Задания
a) Объясните по отрывку, почему у Агни «три лица, три языка, три головы».
b) Кем в отрывке назван Йяма?

Отрывок из документа
########

Знала мать, как был приятен этот сок тебе, младенцу,
И она из полной чаши сына милого поила...
Да! Как только ты родился, сразу понял сомы сладость
И теперь не меньше любишь сок возлюбленный с рожденья.
Есть преданье, что однажды ты, великих душ владыка,
Осушил до капли счетом три десятка кубков сомы.
И бесспорно эта влага впрок идет тебе издавна;
Оттого-то многоводны в море льющиеся реки,
Оттого и в нашей чаше пена сомы выше края,
И в шипении влаги слышны звуки радостного гимна.
(Перев. В. Щиглева).
В Индре олицетворяется чисто физическая сила; в минуты гнева и возбуждения он не останавливается ни перед отцеубийством, ни перед воровством. Может быть справедливо предполагают, что образ Индры возник в народном сознании в тот период индусской истории, когда физическую силу приходилось ценить выше всего, именно – когда индусам при передвижении на юг приходилось вести отчаянную борьбу с врагами; бог – победитель врагов – естественно должен был получить в такое время преобладающее значение.
В дальнейшей стадии развития религиозного сознания индусов рядом с Варуной и Индрой выступает новое божество Агни (ignis, огонь), которое затем получает высшее положение в сонме богов. Если Варуна есть бог неба (ср. греч. ουρανοç, небо), а Индра бог атмосферы или воздушного пространства, то Агни является прежде всего богом земли и главным образом той могучей стихийной силы, которая проявляется в огне. Но в нем объединяются все три области природы – небесная, воздушная и земная: и в лучах солнца, и в блеске молнии и в растущем на земле дереве, как горючем материале, проявляется единая великая сила Агни; через огонь образуется как бы путь от земли к небесной и воздушной сферам, потому что разгоревшееся пламя поднимается от земли и к этим дожденосным тучам и к этому сияющему солнцу. Агни владыка не только земли, но и неба и воздушного пространства; поэтому у него «три лица, три языка, три головы». Ему приписывается и три рождения: на небе в водах, т. е. в дождевых тучах, и в людях. Но Агни не только космическое божество: он носитель высшей культуры, охранитель семейного очага и покровитель всего индусского народа. В последнем смысле Агни получает черты воинственного бога Индры: подобно последнему он также есть бог войны, великий вождь и победитель врагов. Соединяя землю с небом, Агни приобщает и человека к божественной жизни, с одной стороны через жертвенный огонь, как «великий жертвоприноситель», а с другой – через смерть, так как живущее в человеке огненное и теплотворное начало Агни, отделившись от тела, вместе с пламенем и дымом сжигаемого трупа возносится в вечные обители света, где пребывает «владыка отцов» Йяма, бог смерти, обожествленный древнейший царь земли.

########

Исходные данные
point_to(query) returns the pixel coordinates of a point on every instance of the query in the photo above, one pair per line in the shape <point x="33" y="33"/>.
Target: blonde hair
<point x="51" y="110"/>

########

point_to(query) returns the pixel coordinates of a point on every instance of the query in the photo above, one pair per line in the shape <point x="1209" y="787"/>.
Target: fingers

########

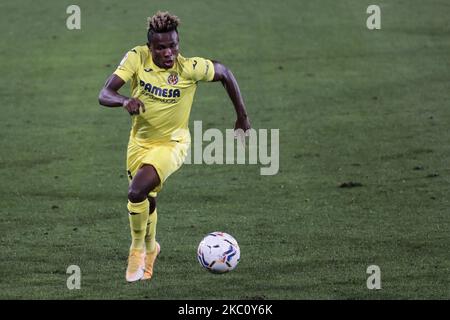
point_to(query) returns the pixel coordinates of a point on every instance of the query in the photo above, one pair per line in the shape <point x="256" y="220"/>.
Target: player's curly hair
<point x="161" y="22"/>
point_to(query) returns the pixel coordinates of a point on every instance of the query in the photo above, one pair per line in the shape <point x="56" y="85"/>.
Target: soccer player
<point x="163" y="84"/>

########

Ответы
a) Агни владеет не только землёй, но и небом и воздушным пространством. В нём объединяются все три области природы: небесная, воздушная и земная.

b) Йяма — «владыка отцов», бог смерти, обожествлённый древнейший царь земли.